#### Work item:
Write out exactly the lines below that run from the one containing "Note: point to the foliage" through the one containing "Note: point to the river", both included, with no other lines.

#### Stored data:
+++
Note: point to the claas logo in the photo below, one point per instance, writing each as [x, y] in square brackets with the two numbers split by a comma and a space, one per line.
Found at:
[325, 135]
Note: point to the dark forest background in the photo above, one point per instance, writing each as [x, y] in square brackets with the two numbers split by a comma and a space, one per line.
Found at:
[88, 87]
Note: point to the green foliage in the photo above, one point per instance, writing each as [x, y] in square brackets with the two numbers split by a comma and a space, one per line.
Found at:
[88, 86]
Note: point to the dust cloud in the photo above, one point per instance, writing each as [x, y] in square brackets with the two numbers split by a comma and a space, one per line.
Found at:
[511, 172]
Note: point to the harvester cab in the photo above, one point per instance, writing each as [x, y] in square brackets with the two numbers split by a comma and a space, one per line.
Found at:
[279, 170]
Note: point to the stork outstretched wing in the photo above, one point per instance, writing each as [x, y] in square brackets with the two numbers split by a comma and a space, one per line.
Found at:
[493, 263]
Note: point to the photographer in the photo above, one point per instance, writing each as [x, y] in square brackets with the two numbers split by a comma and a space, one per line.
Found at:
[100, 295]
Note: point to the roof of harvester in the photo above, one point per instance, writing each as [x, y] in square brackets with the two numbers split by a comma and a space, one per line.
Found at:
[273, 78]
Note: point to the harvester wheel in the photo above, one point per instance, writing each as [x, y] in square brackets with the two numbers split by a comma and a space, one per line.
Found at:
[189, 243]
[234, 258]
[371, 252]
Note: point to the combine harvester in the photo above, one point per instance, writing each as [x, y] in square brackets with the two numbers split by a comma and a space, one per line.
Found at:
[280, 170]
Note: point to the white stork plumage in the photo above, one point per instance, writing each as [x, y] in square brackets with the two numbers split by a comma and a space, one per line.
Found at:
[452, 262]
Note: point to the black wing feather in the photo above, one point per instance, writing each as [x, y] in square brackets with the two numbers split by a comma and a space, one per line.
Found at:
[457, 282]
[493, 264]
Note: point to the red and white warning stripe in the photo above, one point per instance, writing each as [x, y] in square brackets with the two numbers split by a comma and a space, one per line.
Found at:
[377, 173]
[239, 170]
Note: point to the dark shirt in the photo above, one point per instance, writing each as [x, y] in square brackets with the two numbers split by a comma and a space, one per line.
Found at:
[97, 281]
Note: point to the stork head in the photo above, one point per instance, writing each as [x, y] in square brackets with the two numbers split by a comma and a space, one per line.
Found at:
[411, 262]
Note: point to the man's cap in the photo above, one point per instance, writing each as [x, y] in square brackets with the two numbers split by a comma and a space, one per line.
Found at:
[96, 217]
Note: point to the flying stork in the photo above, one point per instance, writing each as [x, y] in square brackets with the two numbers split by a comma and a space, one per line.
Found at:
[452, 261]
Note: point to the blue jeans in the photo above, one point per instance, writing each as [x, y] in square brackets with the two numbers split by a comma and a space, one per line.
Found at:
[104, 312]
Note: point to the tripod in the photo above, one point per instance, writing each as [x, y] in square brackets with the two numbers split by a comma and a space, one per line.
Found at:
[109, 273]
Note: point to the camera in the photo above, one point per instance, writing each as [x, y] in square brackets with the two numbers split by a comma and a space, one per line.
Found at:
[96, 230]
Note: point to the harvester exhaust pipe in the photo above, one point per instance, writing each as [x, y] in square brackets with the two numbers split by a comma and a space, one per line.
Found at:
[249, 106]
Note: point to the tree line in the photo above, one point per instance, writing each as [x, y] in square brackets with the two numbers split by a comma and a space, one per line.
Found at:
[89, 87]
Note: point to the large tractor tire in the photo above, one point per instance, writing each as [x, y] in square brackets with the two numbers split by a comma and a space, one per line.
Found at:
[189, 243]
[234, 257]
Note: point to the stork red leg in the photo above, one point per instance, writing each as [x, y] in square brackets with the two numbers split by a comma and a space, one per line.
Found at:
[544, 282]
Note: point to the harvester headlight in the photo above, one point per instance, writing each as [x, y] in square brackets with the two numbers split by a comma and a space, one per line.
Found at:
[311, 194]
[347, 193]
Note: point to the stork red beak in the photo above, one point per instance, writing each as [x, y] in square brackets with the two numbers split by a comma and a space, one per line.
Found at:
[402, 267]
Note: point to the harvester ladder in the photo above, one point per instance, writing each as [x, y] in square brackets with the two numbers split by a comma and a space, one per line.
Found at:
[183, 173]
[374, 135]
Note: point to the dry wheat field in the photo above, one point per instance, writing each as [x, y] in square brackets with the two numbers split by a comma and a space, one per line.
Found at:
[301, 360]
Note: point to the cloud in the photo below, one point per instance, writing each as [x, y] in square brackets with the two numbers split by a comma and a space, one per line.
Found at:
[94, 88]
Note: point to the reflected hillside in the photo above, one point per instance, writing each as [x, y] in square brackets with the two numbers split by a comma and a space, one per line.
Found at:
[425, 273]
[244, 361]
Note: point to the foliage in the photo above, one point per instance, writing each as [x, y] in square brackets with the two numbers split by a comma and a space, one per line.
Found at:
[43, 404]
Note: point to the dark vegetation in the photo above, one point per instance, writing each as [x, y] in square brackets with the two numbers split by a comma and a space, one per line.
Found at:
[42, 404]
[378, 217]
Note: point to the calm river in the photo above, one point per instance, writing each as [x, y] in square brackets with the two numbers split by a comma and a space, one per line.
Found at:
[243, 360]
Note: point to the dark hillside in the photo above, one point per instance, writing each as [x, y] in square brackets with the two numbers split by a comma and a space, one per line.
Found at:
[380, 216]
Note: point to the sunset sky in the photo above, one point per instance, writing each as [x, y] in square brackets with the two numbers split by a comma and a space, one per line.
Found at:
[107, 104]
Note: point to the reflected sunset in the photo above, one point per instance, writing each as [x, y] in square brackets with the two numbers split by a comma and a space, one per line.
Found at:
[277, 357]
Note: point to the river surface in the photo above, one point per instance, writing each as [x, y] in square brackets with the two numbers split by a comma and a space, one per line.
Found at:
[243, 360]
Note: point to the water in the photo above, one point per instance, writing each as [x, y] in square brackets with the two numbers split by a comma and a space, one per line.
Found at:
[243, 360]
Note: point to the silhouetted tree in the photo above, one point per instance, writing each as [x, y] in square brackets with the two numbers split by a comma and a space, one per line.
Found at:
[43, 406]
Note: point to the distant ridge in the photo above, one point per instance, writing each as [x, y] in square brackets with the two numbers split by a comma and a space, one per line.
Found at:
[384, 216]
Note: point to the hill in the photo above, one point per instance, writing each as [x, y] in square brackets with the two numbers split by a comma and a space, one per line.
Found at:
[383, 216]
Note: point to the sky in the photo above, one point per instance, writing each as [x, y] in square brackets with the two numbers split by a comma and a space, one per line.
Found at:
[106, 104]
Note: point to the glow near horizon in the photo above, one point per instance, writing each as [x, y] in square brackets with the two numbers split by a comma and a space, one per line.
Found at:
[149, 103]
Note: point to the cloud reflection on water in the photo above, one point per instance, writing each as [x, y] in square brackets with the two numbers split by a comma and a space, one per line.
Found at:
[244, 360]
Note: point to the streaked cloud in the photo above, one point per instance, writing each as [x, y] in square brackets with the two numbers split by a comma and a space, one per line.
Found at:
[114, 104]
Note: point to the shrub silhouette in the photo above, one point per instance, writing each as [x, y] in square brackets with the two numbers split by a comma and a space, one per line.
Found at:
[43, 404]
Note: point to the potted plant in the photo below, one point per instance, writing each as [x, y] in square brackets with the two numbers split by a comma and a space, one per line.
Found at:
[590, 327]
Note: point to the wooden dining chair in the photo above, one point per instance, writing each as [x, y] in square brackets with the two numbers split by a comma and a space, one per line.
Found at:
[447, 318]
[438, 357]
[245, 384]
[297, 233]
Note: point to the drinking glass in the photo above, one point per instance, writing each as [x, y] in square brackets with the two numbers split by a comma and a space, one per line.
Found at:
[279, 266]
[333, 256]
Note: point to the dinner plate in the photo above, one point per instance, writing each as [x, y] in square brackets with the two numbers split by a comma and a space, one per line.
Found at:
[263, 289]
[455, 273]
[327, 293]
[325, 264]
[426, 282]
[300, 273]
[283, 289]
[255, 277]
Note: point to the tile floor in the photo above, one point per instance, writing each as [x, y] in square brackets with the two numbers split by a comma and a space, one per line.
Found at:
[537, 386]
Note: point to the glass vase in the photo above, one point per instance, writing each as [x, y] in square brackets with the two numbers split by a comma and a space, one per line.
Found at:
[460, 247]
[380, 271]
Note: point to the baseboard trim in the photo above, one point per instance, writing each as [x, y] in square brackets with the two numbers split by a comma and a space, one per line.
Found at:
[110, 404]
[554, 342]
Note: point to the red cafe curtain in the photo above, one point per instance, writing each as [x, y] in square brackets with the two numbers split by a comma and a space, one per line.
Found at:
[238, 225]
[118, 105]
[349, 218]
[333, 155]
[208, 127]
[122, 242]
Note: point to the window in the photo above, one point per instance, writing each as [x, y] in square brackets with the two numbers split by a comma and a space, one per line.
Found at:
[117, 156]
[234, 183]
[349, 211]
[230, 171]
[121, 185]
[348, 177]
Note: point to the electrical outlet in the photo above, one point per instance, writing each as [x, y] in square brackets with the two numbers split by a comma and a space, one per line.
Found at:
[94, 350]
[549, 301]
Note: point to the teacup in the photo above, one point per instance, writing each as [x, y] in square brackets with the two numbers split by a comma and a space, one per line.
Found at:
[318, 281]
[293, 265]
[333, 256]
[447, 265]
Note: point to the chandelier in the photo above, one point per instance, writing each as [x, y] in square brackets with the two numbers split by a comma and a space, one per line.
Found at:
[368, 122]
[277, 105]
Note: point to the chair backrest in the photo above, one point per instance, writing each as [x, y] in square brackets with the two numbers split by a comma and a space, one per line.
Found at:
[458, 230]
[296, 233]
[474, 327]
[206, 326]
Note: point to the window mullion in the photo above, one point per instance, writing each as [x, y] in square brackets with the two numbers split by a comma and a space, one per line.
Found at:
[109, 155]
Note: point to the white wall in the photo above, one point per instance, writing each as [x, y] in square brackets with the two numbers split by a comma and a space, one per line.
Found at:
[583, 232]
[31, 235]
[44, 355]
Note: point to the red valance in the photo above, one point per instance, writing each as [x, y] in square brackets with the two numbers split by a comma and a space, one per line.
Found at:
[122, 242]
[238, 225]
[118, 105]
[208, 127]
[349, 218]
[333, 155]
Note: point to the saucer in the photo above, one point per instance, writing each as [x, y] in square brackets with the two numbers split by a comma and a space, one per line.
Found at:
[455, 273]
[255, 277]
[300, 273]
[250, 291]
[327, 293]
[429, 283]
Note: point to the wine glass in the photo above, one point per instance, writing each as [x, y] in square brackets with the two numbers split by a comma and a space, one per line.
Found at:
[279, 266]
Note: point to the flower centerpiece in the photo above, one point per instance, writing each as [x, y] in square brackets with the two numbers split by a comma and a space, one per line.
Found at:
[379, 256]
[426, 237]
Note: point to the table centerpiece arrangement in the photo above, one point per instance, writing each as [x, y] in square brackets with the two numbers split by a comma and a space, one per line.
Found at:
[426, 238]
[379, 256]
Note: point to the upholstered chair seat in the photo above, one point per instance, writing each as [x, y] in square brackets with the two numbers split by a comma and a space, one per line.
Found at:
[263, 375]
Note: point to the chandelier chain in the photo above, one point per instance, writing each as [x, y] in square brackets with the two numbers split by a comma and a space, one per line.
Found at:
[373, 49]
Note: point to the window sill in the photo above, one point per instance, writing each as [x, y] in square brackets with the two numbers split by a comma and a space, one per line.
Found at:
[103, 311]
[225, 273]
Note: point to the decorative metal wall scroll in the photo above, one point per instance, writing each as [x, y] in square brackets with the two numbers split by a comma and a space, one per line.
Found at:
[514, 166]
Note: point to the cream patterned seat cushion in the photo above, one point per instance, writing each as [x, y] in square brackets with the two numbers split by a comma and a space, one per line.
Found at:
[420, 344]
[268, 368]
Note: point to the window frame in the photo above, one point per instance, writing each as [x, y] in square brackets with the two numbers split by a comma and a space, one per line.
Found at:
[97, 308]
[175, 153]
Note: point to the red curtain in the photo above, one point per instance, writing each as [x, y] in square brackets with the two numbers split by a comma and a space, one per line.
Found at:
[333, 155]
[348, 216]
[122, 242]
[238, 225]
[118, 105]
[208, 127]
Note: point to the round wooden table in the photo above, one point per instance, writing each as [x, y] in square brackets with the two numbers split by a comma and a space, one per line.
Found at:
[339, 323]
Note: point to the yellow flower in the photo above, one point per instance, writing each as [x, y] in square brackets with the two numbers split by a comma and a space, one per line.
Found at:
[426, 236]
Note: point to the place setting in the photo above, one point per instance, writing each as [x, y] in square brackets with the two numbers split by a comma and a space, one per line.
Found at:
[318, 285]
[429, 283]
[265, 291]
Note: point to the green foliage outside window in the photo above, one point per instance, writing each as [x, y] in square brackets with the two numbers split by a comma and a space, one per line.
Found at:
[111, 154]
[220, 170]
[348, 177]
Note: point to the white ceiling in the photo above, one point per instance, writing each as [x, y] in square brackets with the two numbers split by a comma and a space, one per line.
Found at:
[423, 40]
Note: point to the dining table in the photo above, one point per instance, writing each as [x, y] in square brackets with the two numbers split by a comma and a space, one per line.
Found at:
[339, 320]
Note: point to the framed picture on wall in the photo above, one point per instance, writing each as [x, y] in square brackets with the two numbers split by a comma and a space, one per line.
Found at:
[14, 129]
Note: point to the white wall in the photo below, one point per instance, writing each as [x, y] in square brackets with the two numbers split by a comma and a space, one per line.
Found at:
+++
#### Solution below:
Note: point to the foliage in the photo above, one point per instance, writing each as [x, y] in square brackets with the two numbers split by a comma and a space, one per line.
Found at:
[43, 404]
Note: point to the dark vegetation in the photo above, one point per instance, writing each as [x, y] in square brackets with the two numbers split by a comma and a space, one per line.
Found at:
[42, 404]
[378, 217]
Note: point to the calm river in the photo above, one point per instance, writing each as [x, y] in square brackets with the two numbers split by a comma and a space, one per line.
Found at:
[243, 360]
Note: point to the dark hillside in the photo above, one point per instance, writing each as [x, y] in square brackets with the two numbers split by a comma and a space, one per line.
Found at:
[380, 216]
Note: point to the sunset sky in the photo above, one point per instance, writing each as [x, y] in square brackets with the two numbers split by a comma and a space, one per line.
Found at:
[107, 104]
Note: point to the reflected sunset in the photo above, one point per instance, writing each as [x, y] in square brackets with the two numbers split by a comma and a space, one per line.
Found at:
[277, 357]
Note: point to the river surface in the photo above, one point per instance, writing each as [x, y] in square brackets with the two numbers split by a comma and a space, one per line.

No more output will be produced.